TASK DESCRIPTION: Could you render the stretch of the listing below, from the line containing "Outline each shrub." through the line containing "426,5,1343,524" (both ends included), as a Markdown table with the columns Row and Line, leaving out blank lines?

INFORMATION SUPPLIED:
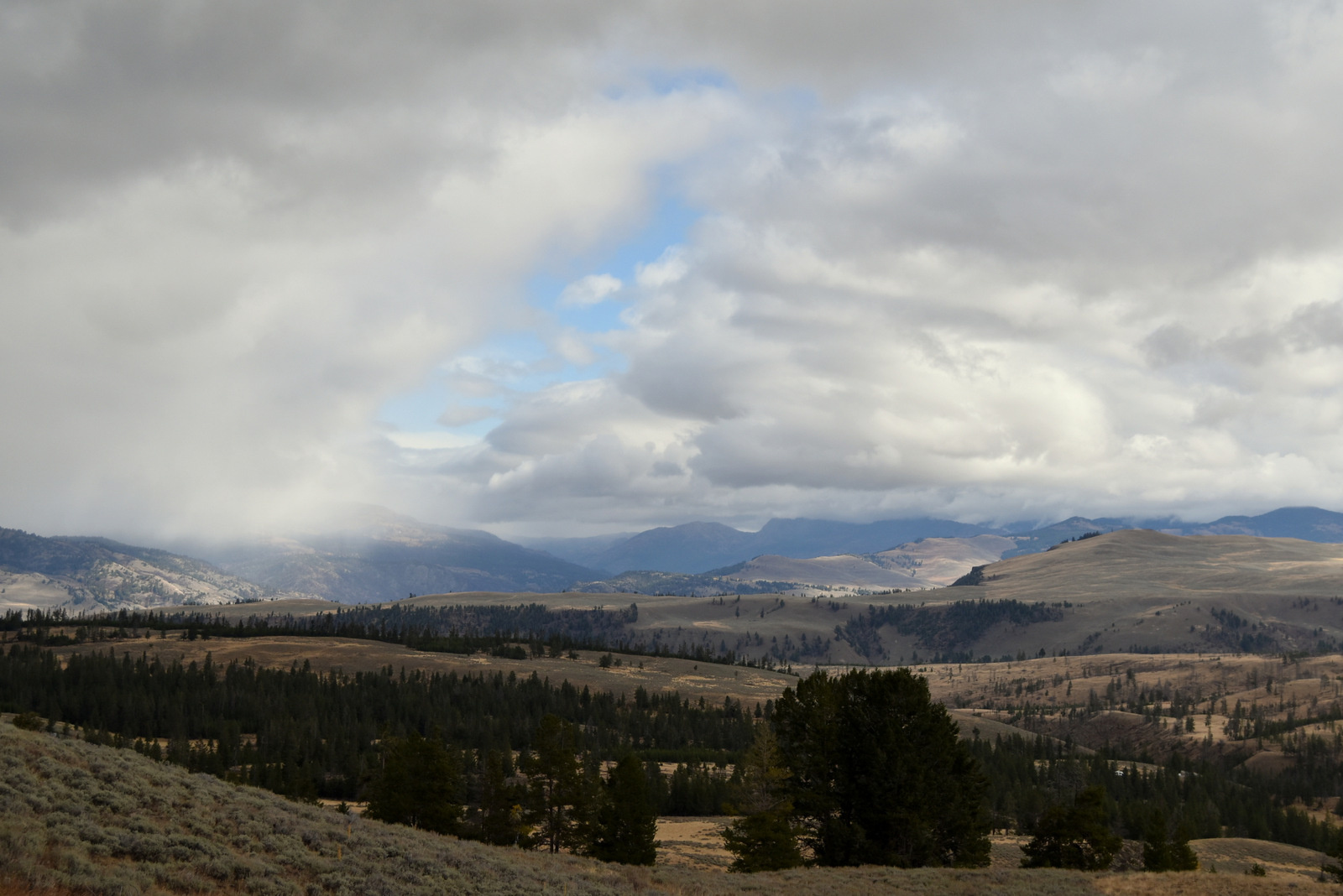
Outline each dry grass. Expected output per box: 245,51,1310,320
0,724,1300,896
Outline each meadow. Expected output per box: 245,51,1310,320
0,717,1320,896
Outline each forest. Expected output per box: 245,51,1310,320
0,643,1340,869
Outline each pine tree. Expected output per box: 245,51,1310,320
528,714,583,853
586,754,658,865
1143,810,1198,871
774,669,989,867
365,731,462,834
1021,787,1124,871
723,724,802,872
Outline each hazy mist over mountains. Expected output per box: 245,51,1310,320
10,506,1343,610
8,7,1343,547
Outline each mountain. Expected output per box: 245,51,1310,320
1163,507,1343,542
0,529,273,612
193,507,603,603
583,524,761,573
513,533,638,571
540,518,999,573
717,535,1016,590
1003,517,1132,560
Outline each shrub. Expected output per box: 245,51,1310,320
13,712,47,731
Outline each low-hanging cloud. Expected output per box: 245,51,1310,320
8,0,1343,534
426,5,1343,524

--

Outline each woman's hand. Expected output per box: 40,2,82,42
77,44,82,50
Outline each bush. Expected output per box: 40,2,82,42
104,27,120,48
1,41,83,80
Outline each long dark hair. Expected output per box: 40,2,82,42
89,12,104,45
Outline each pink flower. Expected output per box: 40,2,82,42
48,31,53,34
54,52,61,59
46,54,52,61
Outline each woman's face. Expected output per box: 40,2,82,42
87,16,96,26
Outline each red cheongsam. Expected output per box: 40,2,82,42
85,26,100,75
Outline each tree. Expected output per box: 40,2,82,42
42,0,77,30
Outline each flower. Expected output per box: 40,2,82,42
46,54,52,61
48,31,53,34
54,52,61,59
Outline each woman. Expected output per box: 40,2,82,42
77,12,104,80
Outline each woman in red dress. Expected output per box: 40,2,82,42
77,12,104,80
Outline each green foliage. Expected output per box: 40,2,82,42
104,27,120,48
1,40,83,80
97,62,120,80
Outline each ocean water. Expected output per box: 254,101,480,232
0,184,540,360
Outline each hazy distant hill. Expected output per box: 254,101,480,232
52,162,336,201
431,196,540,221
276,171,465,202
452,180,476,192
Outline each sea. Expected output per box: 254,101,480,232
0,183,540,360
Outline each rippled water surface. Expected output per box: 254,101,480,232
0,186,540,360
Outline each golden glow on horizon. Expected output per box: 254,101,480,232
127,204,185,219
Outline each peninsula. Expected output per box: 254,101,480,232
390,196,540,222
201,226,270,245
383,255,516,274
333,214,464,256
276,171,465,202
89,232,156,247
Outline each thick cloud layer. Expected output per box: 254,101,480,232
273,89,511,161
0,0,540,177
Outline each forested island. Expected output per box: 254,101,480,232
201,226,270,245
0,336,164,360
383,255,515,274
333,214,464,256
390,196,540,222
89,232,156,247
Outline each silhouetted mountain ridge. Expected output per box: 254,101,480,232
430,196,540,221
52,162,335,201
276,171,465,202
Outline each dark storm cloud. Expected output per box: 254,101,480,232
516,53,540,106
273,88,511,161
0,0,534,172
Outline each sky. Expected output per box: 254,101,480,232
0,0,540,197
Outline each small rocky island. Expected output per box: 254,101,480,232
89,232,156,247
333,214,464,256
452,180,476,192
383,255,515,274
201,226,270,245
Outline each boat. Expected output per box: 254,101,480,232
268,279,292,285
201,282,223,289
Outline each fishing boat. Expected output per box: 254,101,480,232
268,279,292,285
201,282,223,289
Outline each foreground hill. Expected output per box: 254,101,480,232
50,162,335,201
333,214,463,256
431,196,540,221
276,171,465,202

RESPONSE TO THE EXERCISE:
| Row | Line |
|---|---|
| 1 | Outline each shrub. Expected output per box: 245,51,1310,320 |
| 2 | 13,712,47,731 |
| 3 | Outline each low-hanging cloud. Expected output per box: 245,51,1310,320 |
| 4 | 8,0,1343,534 |
| 5 | 426,5,1343,524 |